Zadania i ćwiczenia
#1 Przepisz wiernie fragment tekstu o filmach świątecznych, zaczynając od słów "Faktem jest, że" i kontynuując aż po słowa "zapragnie wasza dusza!".
#2 Co Kate przeszła niedawno według tekstu o filmach świątecznych?
#3 Oceń, czy poniższe zdania są zgodne z tekstem o filmach świątecznych. Przy każdym odpowiedz „tak” lub „nie” i przytocz rozstrzygające słowa tekstu.
(a) Kate przez okno dostrzega nieznajomego, który wpatruje się w niebo.
(b) Po operacji Kate zaczęła bardziej przejmować się zdaniem innych.
(c) W listopadzie i grudniu pokazuje się mniej filmów i seriali świątecznych.

___ Podany fragment ___

Święta za pasem! Dla niektórych to jeden z najbardziej magicznych okresów w roku, inni uważają, że to idealny czas dla sklepów i stacji Hallmark – te pierwsze już od kilku tygodni próbują przybliżyć nam atmosferę nadchodzących dni, a druga bombarduje widzów produkcjami tematycznymi. Choinka, prezenty, wielka miłość, piękny biały śnieg zalegający na chodnikach… Do wyboru, do koloru.
Faktem jest, że w listopadzie i grudniu pokazuje nam się więcej filmów i seriali świątecznych. Wystarczy choćby przyjrzeć się temu, co ostatnio zamieszcza na swojej platformie Netflix. Tak, produkcje ze śniegiem i choinką w tle. Twórcy kinowych obrazów nie mogą być gorsi, dlatego i na wielkich ekranach znajdziemy coś związanego ze świętami. Bajki, a może horror, albo komedię romantyczną? Czego tylko zapragnie wasza dusza!
Matka Smoków, ta o takiej ilości przydomków, że trudno je wszystkie spamiętać, Emilia Clarke jest główną bohaterką świątecznej komedii romantycznej Last Christmas. Produkcji, którą jedni uważają za dość sztampową i przewidywalną, inni ronią na niej łzy. Skąd tak różny odbiór filmu?
Oddałem ci moje…
Kate przeszła niedawno operację. Od tego momentu zmieniło się jej podejście do życia i bliskich osób. Dziewczyna stała się samolubna i nie baczy na to, co czują i myślą o niej inni. Nie liczy się przyszłość, tylko to co tu i teraz. Pewnego dnia spotyka tajemniczego mężczyznę. Przez okno widzi, jak nieznajomy wpatruje się w niebo. Podchodzi więc do niego, by zaspokoić swoją ciekawość odnośnie tego, co tak bardzo zafascynowało chłopaka. Bardzo szybko para znajduje wspólny język.

___ Pokazane wpisy ___

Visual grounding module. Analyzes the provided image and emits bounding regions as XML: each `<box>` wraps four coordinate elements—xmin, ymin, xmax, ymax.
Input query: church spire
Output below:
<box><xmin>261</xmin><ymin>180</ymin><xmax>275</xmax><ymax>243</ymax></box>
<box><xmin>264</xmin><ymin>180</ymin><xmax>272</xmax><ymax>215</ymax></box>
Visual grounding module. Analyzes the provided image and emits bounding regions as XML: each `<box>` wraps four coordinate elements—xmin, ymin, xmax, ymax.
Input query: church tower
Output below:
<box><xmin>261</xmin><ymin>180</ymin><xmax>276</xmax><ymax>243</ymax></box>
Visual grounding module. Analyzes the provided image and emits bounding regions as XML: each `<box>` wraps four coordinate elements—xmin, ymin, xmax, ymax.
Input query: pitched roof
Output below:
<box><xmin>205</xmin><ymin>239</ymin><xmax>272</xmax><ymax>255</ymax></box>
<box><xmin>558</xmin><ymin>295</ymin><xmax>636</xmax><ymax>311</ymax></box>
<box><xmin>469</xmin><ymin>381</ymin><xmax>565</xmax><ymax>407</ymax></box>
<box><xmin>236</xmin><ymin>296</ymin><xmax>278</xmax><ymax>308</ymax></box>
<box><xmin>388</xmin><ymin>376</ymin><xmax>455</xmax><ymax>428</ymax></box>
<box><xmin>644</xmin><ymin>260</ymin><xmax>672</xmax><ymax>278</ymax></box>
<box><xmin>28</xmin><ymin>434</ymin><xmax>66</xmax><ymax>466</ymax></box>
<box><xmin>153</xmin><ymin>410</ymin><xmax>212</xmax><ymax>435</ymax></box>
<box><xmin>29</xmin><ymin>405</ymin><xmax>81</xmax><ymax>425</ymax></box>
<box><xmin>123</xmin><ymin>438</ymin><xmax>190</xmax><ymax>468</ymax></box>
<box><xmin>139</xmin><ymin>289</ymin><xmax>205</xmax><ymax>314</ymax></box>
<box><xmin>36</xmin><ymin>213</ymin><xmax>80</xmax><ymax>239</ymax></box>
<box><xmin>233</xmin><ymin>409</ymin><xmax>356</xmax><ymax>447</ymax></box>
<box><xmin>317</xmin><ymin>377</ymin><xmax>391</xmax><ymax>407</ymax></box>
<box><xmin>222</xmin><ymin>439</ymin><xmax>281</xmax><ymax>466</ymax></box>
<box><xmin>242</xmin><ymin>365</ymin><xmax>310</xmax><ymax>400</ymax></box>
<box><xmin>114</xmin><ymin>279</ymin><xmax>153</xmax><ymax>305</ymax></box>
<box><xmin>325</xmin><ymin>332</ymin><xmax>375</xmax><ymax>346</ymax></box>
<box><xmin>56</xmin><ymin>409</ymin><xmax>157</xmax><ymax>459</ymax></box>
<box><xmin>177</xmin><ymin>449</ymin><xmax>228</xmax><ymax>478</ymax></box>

___

Wyniki
#1
Faktem jest, że w listopadzie i grudniu pokazuje nam się więcej filmów i seriali świątecznych. Wystarczy choćby przyjrzeć się temu, co ostatnio zamieszcza na swojej platformie Netflix. Tak, produkcje ze śniegiem i choinką w tle. Twórcy kinowych obrazów nie mogą być gorsi, dlatego i na wielkich ekranach znajdziemy coś związanego ze świętami. Bajki, a może horror, albo komedię romantyczną? Czego tylko zapragnie wasza dusza!

#2 Kate przeszła niedawno operację.

#3
(a) Tak: „Przez okno widzi, jak nieznajomy wpatruje się w niebo.”
(b) Nie: „nie baczy na to, co czują i myślą o niej inni.”
(c) Nie: „w listopadzie i grudniu pokazuje nam się więcej filmów i seriali świątecznych.”